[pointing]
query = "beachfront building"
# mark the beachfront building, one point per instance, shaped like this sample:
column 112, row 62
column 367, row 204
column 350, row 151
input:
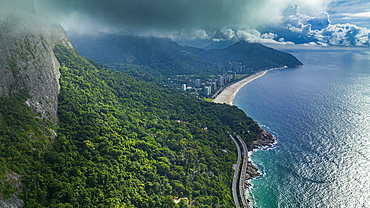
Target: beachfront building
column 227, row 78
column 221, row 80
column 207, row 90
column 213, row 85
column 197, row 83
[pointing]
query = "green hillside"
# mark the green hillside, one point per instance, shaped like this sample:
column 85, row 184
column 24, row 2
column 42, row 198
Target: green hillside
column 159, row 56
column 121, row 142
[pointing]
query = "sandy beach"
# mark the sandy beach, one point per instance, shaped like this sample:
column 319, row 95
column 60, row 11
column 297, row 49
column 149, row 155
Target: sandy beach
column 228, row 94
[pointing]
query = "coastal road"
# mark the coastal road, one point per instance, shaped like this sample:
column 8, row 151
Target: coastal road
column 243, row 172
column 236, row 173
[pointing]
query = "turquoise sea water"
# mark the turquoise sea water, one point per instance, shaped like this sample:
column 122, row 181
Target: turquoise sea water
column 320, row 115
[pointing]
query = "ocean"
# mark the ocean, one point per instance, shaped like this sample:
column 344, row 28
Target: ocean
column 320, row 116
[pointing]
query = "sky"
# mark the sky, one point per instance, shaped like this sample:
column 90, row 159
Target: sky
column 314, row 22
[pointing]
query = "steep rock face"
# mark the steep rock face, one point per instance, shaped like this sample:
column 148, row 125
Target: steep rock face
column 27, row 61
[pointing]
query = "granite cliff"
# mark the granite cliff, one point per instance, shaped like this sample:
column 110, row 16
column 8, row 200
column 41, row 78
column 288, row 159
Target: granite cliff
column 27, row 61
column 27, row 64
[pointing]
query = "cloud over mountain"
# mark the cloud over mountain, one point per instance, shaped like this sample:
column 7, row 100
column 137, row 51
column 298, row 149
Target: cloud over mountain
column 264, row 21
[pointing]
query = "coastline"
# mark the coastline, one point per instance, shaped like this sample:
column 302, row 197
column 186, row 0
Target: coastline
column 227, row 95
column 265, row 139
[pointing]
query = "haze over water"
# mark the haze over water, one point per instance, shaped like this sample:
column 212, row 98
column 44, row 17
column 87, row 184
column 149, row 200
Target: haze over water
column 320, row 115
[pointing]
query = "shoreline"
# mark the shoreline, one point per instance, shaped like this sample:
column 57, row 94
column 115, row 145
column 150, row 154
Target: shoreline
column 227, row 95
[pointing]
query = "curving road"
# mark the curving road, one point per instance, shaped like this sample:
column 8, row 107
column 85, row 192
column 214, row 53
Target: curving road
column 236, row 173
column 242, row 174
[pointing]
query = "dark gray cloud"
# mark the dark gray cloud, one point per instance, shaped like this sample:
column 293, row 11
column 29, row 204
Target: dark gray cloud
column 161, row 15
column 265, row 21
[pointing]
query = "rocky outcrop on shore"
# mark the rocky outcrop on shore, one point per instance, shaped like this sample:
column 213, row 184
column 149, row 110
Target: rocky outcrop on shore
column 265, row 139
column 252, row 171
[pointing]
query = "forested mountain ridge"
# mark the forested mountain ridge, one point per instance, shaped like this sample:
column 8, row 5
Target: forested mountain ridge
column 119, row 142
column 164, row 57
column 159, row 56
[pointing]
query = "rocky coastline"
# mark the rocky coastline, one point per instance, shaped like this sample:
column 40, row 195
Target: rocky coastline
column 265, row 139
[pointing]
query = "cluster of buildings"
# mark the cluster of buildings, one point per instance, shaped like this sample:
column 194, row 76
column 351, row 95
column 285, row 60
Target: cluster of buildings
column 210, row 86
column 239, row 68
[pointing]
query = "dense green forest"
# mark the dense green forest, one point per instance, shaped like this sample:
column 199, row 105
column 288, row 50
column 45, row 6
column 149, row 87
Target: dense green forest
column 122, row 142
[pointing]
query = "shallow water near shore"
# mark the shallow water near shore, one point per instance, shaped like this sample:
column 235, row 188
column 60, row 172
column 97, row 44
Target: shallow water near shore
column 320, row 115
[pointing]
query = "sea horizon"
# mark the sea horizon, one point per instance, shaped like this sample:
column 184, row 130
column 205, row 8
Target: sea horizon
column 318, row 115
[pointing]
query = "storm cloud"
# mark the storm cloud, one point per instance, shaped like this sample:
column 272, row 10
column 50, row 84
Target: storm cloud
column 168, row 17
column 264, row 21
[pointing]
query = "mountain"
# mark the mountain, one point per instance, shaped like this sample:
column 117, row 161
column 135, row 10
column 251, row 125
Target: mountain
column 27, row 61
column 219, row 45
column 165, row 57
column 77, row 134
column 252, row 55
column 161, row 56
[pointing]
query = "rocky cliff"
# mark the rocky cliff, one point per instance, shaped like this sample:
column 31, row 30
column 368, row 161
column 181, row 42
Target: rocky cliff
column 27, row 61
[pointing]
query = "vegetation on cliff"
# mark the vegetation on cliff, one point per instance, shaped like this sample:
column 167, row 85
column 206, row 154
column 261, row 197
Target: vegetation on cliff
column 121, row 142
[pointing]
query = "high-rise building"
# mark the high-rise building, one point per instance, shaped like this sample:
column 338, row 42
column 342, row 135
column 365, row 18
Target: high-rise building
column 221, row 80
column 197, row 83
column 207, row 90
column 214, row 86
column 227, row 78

———

— What is required —
The response should hold exactly the lines starting at the line with "# mark the mountain, one" and ending at the line with "column 365, row 18", and no other line of the material above.

— Completed task —
# mark the mountain, one point per instance, shaped like this sample:
column 117, row 161
column 135, row 10
column 251, row 125
Target: mountain
column 27, row 61
column 219, row 45
column 165, row 57
column 77, row 134
column 252, row 55
column 161, row 56
[pointing]
query = "rocky cliff"
# mark the rocky cliff, one point per instance, shaped like this sample:
column 31, row 30
column 368, row 161
column 181, row 42
Target: rocky cliff
column 27, row 61
[pointing]
query = "vegetation on cliff"
# mark the vegetation on cliff, one point per instance, shaped like this sample:
column 167, row 85
column 206, row 154
column 261, row 197
Target: vegetation on cliff
column 121, row 142
[pointing]
query = "high-rise building"
# mark the high-rise building, one point per instance, shaped like this sample:
column 338, row 42
column 342, row 135
column 365, row 18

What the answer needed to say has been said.